▶ [WORK ORDER] Your answer should hold all lines of the entries that include the word "trace".

========

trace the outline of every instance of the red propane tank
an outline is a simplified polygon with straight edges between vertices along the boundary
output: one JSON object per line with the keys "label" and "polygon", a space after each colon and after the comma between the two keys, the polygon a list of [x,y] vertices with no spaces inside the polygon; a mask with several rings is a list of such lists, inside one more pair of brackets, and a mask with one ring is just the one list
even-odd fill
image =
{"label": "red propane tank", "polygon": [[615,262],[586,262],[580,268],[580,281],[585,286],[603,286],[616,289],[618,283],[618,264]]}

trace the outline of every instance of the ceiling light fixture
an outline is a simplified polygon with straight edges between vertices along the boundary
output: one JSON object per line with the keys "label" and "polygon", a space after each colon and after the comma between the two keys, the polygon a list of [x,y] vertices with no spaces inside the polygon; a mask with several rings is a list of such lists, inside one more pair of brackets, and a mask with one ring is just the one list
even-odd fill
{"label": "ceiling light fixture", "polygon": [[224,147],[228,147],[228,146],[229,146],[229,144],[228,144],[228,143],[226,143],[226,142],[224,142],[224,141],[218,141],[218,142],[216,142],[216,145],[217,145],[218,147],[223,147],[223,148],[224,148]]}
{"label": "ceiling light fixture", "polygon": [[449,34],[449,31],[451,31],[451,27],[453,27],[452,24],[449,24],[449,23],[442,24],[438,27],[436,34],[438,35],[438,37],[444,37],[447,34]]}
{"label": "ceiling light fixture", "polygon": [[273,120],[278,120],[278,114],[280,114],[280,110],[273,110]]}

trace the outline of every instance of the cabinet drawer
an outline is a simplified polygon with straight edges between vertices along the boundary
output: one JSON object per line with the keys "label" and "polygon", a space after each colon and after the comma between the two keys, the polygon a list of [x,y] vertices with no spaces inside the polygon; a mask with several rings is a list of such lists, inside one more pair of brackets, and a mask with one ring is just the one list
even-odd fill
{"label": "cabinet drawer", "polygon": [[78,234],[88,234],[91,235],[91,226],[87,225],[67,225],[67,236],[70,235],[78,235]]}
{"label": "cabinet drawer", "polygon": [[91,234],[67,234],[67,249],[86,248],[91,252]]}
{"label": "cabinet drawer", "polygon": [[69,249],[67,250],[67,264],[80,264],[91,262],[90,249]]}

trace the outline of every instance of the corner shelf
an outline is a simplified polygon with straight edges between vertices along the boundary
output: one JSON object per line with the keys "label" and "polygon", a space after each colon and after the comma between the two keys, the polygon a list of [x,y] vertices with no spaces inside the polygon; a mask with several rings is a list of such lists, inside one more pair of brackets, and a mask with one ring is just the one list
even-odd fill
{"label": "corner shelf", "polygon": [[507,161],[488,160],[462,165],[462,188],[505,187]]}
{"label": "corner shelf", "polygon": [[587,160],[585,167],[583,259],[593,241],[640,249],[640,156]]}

========

▶ [WRITTEN RESPONSE]
trace the outline of every instance of the red propane tank
trace the outline of every instance of the ceiling light fixture
trace the outline of every instance of the cabinet drawer
trace the outline of every instance of the corner shelf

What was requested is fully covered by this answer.